"""

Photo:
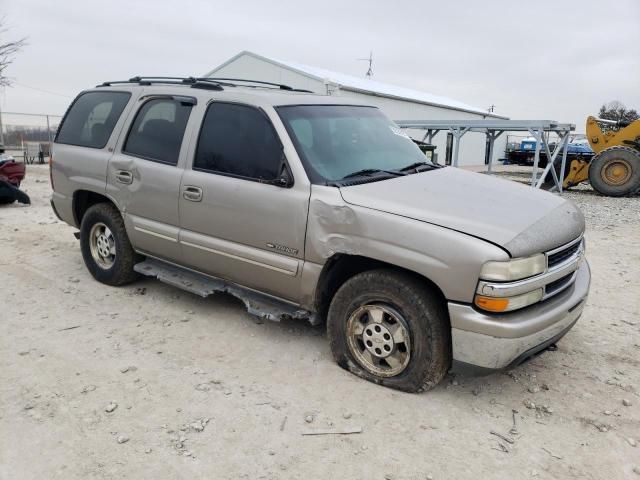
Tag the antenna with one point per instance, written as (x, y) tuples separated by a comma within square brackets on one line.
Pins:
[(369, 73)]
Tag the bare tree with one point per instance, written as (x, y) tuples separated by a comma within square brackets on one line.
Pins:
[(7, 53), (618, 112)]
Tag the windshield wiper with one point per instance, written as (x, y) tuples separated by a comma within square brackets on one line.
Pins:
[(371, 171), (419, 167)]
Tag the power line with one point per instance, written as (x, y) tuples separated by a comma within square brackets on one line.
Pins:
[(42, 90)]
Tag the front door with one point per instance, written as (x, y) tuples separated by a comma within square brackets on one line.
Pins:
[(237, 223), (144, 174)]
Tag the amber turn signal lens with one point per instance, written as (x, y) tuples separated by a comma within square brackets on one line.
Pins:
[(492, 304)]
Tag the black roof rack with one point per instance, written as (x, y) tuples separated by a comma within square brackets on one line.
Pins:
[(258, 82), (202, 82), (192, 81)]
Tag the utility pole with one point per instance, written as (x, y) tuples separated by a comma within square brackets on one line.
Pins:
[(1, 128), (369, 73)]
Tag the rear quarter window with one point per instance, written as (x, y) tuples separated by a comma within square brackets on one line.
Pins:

"""
"""

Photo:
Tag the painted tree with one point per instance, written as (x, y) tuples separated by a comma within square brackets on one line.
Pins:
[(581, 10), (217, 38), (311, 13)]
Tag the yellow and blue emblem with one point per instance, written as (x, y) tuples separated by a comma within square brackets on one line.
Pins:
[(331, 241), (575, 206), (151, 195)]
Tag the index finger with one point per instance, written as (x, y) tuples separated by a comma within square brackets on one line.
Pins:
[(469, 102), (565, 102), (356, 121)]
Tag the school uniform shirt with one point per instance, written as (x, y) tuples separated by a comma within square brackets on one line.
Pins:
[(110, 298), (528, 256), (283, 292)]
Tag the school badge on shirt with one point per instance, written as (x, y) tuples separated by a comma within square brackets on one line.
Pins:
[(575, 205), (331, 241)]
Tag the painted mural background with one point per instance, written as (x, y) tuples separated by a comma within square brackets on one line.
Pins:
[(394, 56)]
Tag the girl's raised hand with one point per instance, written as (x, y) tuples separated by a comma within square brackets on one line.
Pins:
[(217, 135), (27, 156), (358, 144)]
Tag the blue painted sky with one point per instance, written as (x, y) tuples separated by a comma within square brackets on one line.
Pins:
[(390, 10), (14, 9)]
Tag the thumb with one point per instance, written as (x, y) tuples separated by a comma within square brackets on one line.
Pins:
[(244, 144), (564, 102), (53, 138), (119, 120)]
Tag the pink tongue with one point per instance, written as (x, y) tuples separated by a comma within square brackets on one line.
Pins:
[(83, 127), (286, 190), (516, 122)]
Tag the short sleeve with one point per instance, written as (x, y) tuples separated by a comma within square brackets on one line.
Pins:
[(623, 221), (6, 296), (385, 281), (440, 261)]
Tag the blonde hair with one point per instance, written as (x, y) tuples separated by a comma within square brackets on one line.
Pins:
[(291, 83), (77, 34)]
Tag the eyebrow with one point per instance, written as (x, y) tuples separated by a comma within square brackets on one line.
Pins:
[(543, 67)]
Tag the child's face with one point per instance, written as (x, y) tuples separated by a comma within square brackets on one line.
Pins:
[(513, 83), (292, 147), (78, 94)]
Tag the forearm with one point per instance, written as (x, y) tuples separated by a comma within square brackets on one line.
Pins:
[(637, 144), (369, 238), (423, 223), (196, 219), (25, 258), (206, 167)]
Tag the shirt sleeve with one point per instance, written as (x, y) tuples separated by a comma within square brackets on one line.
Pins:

"""

**Direction**
Format the record lines between the line containing "Tag the school uniform" and the line containing "[(575, 205), (331, 241)]", inclusive, as a numbered list, omitting any blank lines.

**Completed exercise**
1. Tag the school uniform shirt with one point per instance, written as (x, y) tuples separated by a comma within square brackets on one line.
2. Pins:
3. [(110, 298), (528, 256), (283, 292)]
4. Tag the school badge on shirt with one point per instance, written as (x, y) tuples separated by a comma within square brackets on one line.
5. Pins:
6. [(575, 205), (331, 241)]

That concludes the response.